What you need to do |
Repeat every one of the lines below word for word, from the first to the last. Leave the pictures out of your answer.

Records provided |
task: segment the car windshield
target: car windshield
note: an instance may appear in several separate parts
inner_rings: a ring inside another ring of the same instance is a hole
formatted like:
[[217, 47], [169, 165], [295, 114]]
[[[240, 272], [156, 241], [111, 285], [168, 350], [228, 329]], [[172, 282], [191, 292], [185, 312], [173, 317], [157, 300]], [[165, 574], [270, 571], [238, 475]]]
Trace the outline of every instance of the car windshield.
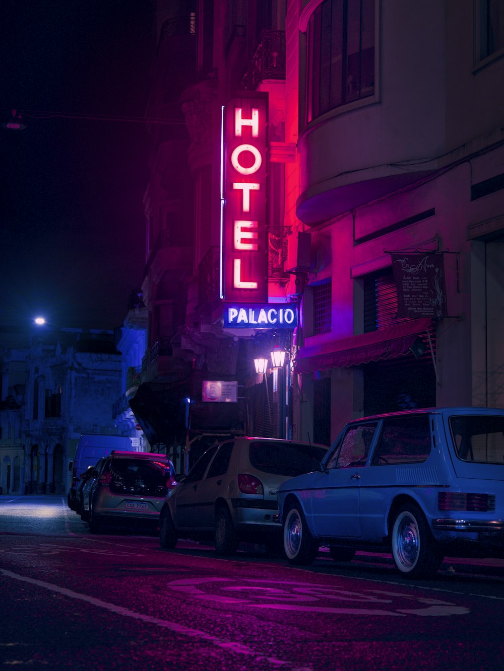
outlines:
[[171, 466], [162, 459], [120, 458], [111, 460], [108, 470], [111, 491], [155, 496], [165, 493]]
[[504, 464], [504, 417], [454, 415], [450, 426], [459, 459]]
[[249, 458], [257, 470], [293, 478], [320, 470], [325, 453], [325, 448], [314, 445], [254, 441], [250, 444]]

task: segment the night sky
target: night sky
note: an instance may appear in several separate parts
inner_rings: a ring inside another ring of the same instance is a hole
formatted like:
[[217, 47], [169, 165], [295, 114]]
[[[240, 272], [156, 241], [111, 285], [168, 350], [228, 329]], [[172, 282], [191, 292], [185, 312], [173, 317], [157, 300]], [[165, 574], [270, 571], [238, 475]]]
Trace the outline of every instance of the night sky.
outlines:
[[[0, 328], [120, 325], [145, 261], [151, 0], [3, 0]], [[48, 117], [66, 113], [77, 118]], [[98, 120], [87, 116], [106, 116]], [[128, 121], [120, 121], [127, 117]]]

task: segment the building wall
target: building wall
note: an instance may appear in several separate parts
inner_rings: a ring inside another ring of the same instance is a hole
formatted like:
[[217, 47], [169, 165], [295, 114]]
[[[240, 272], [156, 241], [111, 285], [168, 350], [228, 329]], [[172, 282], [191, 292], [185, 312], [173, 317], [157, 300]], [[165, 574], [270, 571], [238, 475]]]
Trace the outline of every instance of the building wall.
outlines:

Solution to this exercise |
task: segment the car windshield
target: car windshield
note: an instance may appear in several separate parts
inner_rings: a ring inside another ring of the same instance is a hole
formatted like:
[[217, 47], [169, 165], [295, 114]]
[[[240, 272], [156, 241], [111, 285], [168, 350], [228, 329]], [[172, 282], [191, 292], [185, 312], [173, 317], [157, 300]], [[165, 574], [270, 571], [238, 475]]]
Trace the outline of every instance of the car windshield.
outlines:
[[171, 466], [162, 459], [120, 458], [111, 460], [108, 470], [111, 491], [155, 496], [165, 493]]
[[504, 464], [504, 417], [454, 415], [450, 426], [459, 459]]
[[249, 458], [257, 470], [293, 478], [320, 470], [325, 453], [325, 448], [314, 445], [254, 441], [250, 444]]

task: segment the night sky
target: night sky
note: an instance may appear in several separate parts
inner_rings: a ring inside another ring of the same instance is a hole
formatted like:
[[217, 47], [169, 165], [295, 114]]
[[[240, 272], [156, 241], [111, 285], [168, 350], [228, 329]], [[172, 282], [191, 292], [185, 312], [173, 317], [157, 300]], [[165, 574], [270, 571], [238, 475]]]
Trace the outline of every instance of the night sky.
outlines:
[[[0, 328], [120, 325], [145, 261], [151, 0], [3, 0]], [[48, 117], [66, 113], [77, 118]], [[98, 120], [87, 116], [106, 116]], [[128, 121], [120, 121], [127, 117]]]

task: segment the building wall
target: building wall
note: an instance may appear in several separate parts
inner_rings: a ring inside another ring of the same instance is a hole
formatted like:
[[217, 47], [169, 165], [295, 114]]
[[[240, 272], [156, 241], [111, 285], [168, 350], [228, 329]], [[172, 282], [191, 292], [185, 312], [173, 317], [157, 300]], [[165, 574], [270, 571], [238, 475]]]
Trace the outline of every instance of the building wall.
outlines:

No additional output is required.